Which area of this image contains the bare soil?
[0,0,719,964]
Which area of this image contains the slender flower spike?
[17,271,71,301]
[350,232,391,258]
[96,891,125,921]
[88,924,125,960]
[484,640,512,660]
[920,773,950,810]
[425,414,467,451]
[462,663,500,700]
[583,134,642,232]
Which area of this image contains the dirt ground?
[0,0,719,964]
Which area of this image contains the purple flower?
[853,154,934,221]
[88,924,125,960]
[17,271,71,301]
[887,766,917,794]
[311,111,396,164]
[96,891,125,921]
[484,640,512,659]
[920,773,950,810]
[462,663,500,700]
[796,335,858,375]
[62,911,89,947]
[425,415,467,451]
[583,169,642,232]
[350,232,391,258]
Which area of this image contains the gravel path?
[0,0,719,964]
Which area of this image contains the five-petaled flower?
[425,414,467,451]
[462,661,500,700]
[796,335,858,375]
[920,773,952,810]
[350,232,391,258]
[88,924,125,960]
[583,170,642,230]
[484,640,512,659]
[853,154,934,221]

○ ○ ○

__Aim__:
Rewrite all the records above, putting "region" wherever "area" appears and keeping everything else the same.

__Response__:
Which region of this image contains the bare soil?
[0,0,719,964]
Which region of this image contains the slender flower spike?
[17,271,71,301]
[350,232,391,258]
[96,891,125,921]
[88,924,125,960]
[484,640,512,660]
[920,773,950,810]
[425,414,467,451]
[462,663,500,700]
[583,134,642,232]
Which region of this image contains the dirt ground?
[0,0,719,964]
Which region of this image contains the purple flower?
[853,154,934,221]
[88,924,125,960]
[17,271,71,301]
[887,766,917,794]
[311,111,396,164]
[96,891,125,921]
[484,640,512,659]
[920,773,950,810]
[462,663,500,700]
[796,335,858,375]
[62,911,89,947]
[425,415,467,451]
[583,169,642,232]
[350,232,391,258]
Which region of this image contains the gravel path?
[0,0,719,964]
Which region of this image contains the five-petaled flower?
[425,414,467,451]
[462,661,500,700]
[796,335,858,375]
[920,773,952,810]
[350,232,391,258]
[88,924,125,960]
[583,170,642,230]
[484,640,512,659]
[853,154,934,221]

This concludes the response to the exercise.